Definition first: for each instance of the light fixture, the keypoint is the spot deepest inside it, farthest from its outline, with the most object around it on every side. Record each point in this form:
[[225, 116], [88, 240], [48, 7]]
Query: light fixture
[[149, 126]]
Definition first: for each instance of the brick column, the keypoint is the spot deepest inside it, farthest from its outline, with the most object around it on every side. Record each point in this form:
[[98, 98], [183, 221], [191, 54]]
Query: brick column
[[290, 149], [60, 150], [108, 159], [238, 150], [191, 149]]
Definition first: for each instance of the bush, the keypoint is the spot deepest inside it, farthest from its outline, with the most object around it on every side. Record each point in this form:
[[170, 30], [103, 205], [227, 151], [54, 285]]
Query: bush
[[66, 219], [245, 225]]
---
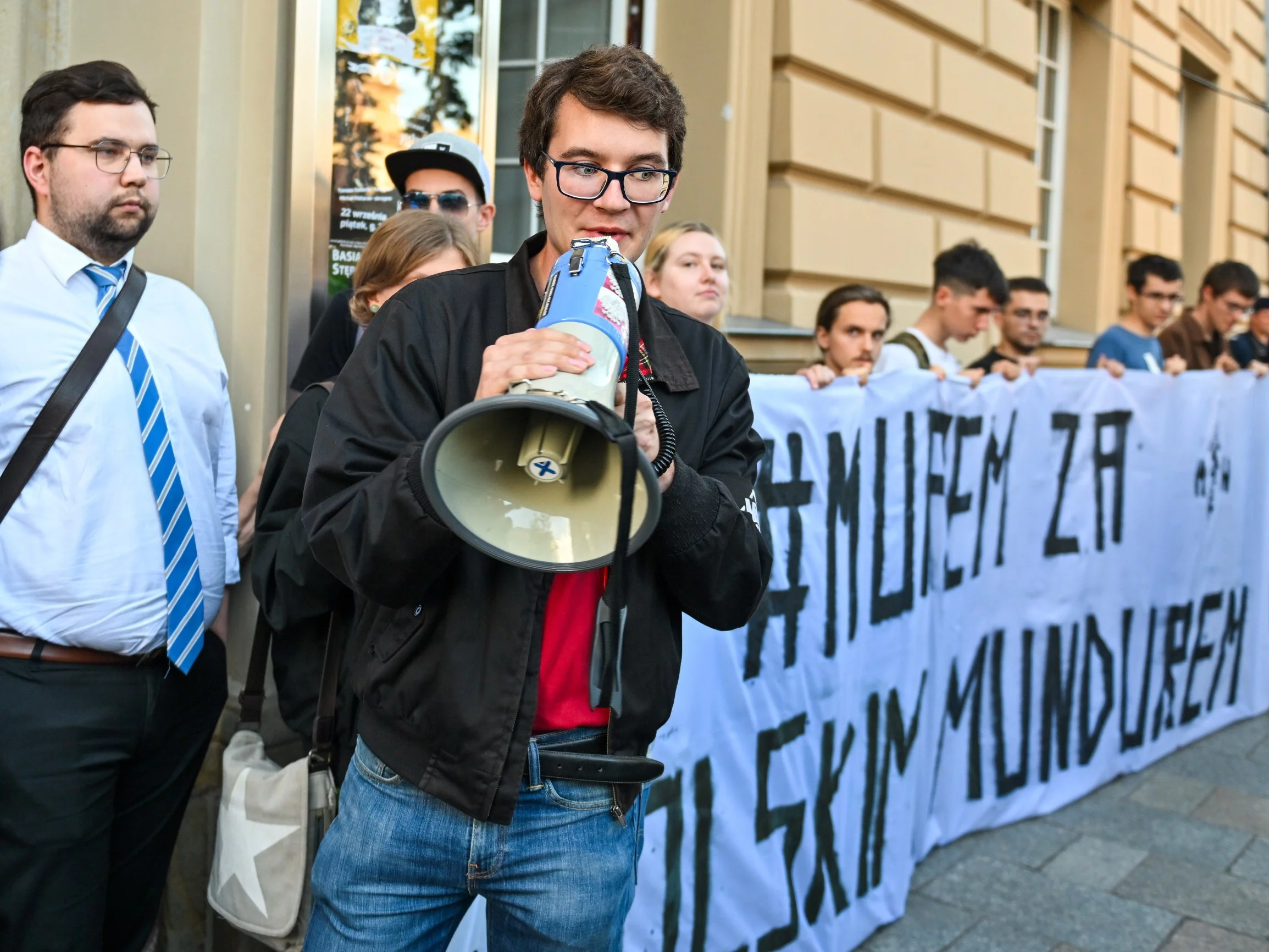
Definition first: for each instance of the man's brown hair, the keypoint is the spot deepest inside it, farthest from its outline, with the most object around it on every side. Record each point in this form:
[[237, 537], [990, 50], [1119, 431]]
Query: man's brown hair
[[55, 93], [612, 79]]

→ **COMPITO ASSEGNATO**:
Ricopia le righe tra quella che contiene "Definition first: for each instance of the light" e quella che contiene "[[290, 149], [60, 150], [108, 159], [238, 150], [191, 149]]", entrambe comprese.

→ **RISPOSTA AL COMPITO**:
Definition first: for each instance of the light fixture, the keypoint is the spot deepest inside it, farthest from its outline, with the most object around it on every side. Record each point in this form:
[[225, 116], [88, 240], [48, 7]]
Query: light fixture
[[149, 126]]
Definition first: for each instance of the brick column, the keypoint is the spot deepest inside it, farthest from its outline, with the most object around it on every side. Record each point in this form:
[[98, 98], [183, 221], [191, 54]]
Query: brick column
[[290, 149], [60, 150], [108, 159], [238, 150], [191, 149]]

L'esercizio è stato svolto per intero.